About this exercise =>
Report the number of lines in the data where the word "fixture" appears, and add no other text.

**** Given information

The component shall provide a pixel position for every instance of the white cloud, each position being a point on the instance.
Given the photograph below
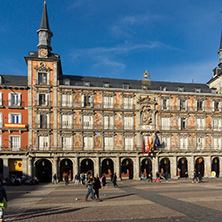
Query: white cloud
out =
(199, 72)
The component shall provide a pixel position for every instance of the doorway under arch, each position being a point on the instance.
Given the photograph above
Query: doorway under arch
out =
(127, 169)
(87, 167)
(199, 166)
(66, 167)
(43, 170)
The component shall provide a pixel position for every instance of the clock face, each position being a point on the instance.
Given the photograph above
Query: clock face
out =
(43, 52)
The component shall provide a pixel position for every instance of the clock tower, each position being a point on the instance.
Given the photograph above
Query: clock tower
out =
(45, 35)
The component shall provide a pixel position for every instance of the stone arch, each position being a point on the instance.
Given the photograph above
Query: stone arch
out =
(127, 168)
(43, 169)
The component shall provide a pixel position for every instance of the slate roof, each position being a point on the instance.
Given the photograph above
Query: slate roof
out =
(14, 80)
(133, 84)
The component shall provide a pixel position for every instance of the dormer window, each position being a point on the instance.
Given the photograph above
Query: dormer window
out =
(197, 90)
(125, 86)
(87, 84)
(180, 89)
(106, 85)
(66, 82)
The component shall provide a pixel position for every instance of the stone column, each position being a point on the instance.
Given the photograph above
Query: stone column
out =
(190, 163)
(55, 166)
(220, 166)
(96, 166)
(207, 166)
(117, 167)
(29, 168)
(173, 167)
(25, 166)
(76, 166)
(136, 171)
(155, 166)
(5, 167)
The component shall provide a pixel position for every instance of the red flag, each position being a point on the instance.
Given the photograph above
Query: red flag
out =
(148, 145)
(143, 148)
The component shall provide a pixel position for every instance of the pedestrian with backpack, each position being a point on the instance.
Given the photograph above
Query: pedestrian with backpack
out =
(3, 201)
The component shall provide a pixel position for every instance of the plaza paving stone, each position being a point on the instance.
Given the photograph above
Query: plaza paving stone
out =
(177, 200)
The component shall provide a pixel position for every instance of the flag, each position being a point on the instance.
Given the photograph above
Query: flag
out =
(148, 145)
(157, 141)
(143, 148)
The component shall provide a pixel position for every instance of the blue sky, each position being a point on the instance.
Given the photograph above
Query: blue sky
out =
(174, 40)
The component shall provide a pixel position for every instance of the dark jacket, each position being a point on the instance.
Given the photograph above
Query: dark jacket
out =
(4, 192)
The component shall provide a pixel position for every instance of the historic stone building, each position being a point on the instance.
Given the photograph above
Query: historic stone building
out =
(99, 125)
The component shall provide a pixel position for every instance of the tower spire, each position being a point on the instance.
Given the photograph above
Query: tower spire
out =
(44, 31)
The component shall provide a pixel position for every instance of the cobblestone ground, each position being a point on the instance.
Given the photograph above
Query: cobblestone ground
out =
(177, 200)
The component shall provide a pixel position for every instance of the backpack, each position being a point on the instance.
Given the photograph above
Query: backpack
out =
(1, 195)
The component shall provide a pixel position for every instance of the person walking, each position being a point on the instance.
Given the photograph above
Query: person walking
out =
(54, 179)
(3, 201)
(115, 180)
(77, 178)
(150, 177)
(103, 181)
(96, 186)
(157, 177)
(66, 179)
(89, 185)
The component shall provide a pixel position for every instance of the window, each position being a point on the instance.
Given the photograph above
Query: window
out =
(165, 104)
(15, 142)
(66, 143)
(165, 123)
(15, 118)
(87, 122)
(200, 124)
(43, 99)
(200, 105)
(217, 143)
(182, 104)
(183, 143)
(87, 100)
(88, 143)
(108, 143)
(108, 102)
(180, 89)
(66, 82)
(166, 142)
(128, 122)
(128, 143)
(197, 90)
(87, 84)
(200, 143)
(216, 124)
(66, 100)
(216, 106)
(14, 99)
(66, 121)
(106, 85)
(108, 122)
(43, 121)
(42, 78)
(127, 103)
(43, 142)
(125, 86)
(183, 123)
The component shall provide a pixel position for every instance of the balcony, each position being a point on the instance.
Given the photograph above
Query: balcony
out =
(13, 105)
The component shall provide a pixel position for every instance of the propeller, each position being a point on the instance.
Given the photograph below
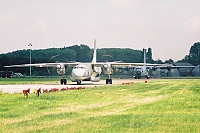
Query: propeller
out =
(56, 59)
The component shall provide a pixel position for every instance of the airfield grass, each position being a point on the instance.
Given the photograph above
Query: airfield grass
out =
(30, 80)
(155, 106)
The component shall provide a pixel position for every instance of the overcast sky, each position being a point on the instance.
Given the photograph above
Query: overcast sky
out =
(169, 27)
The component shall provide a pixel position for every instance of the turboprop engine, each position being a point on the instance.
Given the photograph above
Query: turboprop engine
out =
(107, 69)
(61, 69)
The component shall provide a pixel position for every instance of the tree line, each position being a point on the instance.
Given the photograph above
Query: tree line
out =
(83, 53)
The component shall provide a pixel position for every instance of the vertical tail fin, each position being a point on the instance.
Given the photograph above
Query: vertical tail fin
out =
(94, 60)
(144, 57)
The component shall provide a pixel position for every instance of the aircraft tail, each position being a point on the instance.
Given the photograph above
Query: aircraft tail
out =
(94, 60)
(144, 57)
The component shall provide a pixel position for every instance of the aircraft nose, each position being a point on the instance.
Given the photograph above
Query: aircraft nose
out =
(78, 73)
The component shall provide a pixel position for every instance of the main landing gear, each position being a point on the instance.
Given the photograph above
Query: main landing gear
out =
(109, 80)
(63, 81)
(79, 82)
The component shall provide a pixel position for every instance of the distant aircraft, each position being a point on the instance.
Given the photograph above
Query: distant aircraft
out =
(89, 71)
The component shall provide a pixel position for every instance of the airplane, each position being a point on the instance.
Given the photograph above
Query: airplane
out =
(91, 71)
(88, 71)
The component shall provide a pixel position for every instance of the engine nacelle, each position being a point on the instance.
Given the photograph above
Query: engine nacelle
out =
(169, 68)
(154, 68)
(61, 69)
(107, 69)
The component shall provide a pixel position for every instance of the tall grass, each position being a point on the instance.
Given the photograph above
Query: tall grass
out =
(156, 106)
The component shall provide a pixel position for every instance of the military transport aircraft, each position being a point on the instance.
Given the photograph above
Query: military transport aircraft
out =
(84, 71)
(90, 71)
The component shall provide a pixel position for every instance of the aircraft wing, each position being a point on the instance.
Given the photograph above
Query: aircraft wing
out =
(174, 67)
(45, 65)
(120, 64)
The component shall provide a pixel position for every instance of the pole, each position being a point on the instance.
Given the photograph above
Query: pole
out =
(30, 45)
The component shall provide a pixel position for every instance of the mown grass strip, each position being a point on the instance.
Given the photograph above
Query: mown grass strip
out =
(156, 106)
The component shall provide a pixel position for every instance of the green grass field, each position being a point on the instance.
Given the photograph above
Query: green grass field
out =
(156, 106)
(34, 80)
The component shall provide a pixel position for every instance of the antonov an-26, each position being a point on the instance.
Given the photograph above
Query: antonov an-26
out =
(87, 71)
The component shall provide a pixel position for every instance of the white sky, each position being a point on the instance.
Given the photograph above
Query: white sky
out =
(169, 27)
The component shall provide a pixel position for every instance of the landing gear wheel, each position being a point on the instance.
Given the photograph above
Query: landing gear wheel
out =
(108, 81)
(78, 82)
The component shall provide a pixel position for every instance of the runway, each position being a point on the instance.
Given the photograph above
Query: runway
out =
(11, 89)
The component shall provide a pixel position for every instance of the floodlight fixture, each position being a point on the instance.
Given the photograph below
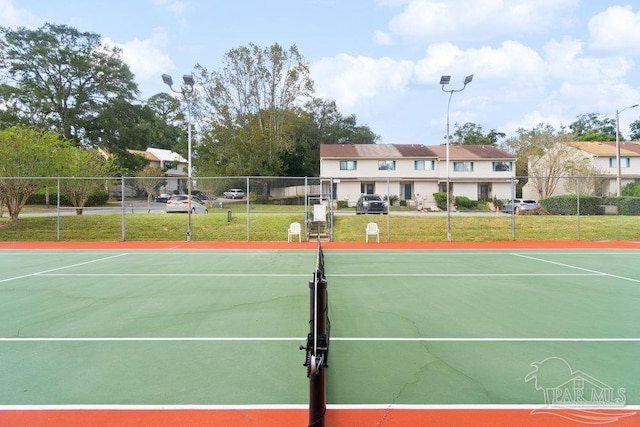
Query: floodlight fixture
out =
(444, 81)
(619, 167)
(166, 78)
(186, 90)
(188, 80)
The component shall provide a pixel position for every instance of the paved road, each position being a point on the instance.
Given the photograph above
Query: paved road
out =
(156, 207)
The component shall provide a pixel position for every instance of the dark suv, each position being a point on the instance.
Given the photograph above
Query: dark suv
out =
(371, 203)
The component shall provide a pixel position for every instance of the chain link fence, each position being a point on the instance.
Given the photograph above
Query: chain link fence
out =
(135, 208)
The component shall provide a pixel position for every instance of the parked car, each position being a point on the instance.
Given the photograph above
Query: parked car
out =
(163, 198)
(180, 203)
(371, 203)
(234, 193)
(519, 205)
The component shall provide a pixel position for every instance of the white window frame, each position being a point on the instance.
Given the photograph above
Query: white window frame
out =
(427, 165)
(386, 165)
(348, 165)
(463, 166)
(625, 162)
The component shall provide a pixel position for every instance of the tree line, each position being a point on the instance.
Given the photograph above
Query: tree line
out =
(256, 115)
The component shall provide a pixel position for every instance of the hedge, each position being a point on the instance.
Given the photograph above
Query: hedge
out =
(590, 205)
(98, 198)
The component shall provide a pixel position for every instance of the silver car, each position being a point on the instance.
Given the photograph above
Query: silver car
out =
(234, 193)
(180, 203)
(521, 205)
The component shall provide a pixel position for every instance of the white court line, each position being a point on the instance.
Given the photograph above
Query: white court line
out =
(577, 268)
(367, 339)
(335, 406)
(458, 274)
(40, 273)
(177, 274)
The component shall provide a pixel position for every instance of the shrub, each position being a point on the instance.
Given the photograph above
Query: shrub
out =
(626, 205)
(568, 205)
(98, 198)
(441, 200)
(392, 199)
(465, 203)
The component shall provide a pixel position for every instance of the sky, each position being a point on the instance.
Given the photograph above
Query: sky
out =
(533, 62)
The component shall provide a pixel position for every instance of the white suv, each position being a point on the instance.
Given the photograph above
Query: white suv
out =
(519, 205)
(234, 193)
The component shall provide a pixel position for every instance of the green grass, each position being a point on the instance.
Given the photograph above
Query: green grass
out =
(272, 225)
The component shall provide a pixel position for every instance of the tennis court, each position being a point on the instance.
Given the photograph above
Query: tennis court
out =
(195, 334)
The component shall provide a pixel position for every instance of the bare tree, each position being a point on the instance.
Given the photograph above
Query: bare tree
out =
(150, 179)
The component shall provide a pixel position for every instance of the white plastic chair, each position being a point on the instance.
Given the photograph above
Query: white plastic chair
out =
(294, 229)
(372, 229)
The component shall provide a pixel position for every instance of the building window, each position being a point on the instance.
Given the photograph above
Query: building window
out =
(348, 165)
(463, 166)
(367, 188)
(502, 166)
(387, 165)
(423, 165)
(625, 162)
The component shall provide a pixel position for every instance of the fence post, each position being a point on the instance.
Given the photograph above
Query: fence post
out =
(123, 209)
(513, 217)
(578, 203)
(58, 210)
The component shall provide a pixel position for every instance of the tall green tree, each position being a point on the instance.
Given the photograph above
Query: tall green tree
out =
(318, 123)
(63, 78)
(530, 145)
(85, 170)
(473, 134)
(635, 131)
(592, 127)
(247, 106)
(25, 155)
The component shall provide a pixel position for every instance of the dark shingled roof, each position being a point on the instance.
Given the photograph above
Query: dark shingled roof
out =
(388, 151)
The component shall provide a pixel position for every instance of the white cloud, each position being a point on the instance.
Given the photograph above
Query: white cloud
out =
(478, 19)
(146, 58)
(382, 38)
(351, 80)
(175, 7)
(512, 60)
(12, 16)
(615, 29)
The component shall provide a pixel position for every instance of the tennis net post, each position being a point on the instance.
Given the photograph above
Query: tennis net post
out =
(317, 348)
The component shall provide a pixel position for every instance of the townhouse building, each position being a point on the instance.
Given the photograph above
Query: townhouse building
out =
(599, 171)
(414, 172)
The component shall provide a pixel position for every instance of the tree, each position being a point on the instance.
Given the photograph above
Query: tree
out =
(248, 107)
(84, 169)
(25, 154)
(529, 146)
(546, 170)
(321, 123)
(635, 130)
(591, 127)
(473, 134)
(64, 78)
(150, 179)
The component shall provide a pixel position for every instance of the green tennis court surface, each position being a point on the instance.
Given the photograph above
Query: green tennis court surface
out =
(218, 327)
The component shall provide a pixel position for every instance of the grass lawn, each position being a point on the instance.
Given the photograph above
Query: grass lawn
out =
(271, 224)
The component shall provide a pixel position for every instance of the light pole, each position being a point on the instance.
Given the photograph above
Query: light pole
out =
(185, 90)
(444, 80)
(619, 174)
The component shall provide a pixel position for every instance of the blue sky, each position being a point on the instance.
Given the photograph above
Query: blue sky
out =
(536, 61)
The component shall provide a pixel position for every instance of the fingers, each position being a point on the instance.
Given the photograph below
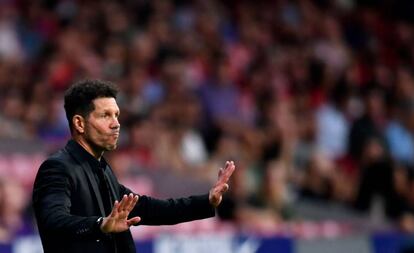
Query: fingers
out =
(225, 174)
(133, 221)
(126, 204)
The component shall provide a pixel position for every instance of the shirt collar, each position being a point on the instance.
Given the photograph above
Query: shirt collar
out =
(85, 155)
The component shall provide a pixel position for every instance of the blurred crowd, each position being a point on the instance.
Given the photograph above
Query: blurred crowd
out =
(313, 99)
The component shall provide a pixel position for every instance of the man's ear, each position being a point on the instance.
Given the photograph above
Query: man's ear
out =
(78, 123)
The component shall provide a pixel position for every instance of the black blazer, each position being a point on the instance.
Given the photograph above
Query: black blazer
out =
(67, 203)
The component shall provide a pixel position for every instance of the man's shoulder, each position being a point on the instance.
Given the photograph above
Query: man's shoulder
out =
(60, 158)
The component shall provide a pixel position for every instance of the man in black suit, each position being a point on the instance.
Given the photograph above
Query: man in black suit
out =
(79, 204)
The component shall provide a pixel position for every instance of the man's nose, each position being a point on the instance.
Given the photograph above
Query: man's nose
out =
(115, 123)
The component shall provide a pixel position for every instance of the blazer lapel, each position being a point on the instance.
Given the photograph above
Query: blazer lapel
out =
(89, 175)
(110, 176)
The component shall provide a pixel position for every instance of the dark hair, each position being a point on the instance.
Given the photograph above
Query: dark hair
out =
(79, 97)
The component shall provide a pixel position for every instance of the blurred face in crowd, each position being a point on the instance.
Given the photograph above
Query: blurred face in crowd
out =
(99, 131)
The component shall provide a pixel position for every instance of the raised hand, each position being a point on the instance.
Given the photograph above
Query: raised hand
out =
(221, 186)
(117, 221)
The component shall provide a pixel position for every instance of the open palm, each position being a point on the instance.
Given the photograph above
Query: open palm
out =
(117, 221)
(221, 186)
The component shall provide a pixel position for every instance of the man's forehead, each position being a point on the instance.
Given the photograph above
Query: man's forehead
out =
(105, 103)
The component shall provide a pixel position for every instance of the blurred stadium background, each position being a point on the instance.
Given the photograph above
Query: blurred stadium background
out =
(313, 100)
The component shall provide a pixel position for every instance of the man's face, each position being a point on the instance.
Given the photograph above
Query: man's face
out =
(102, 126)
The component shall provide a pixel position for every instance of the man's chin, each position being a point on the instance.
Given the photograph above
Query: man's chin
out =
(111, 147)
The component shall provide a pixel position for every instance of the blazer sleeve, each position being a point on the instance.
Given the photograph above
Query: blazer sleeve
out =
(52, 203)
(171, 211)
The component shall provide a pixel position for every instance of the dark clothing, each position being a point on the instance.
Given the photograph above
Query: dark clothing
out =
(67, 200)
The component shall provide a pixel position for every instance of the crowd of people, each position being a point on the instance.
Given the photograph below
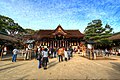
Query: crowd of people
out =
(43, 55)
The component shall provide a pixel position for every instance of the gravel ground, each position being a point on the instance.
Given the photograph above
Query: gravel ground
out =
(76, 68)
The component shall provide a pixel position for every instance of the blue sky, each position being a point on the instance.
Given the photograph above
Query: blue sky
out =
(71, 14)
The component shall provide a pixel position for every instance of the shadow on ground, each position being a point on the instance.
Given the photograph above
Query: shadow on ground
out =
(11, 67)
(52, 63)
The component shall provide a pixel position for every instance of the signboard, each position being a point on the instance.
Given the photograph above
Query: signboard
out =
(89, 46)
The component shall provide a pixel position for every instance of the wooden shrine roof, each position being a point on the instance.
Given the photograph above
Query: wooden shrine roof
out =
(59, 30)
(115, 37)
(7, 38)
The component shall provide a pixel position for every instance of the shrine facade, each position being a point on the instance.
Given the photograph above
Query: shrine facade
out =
(58, 38)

********

Solved exercise =>
2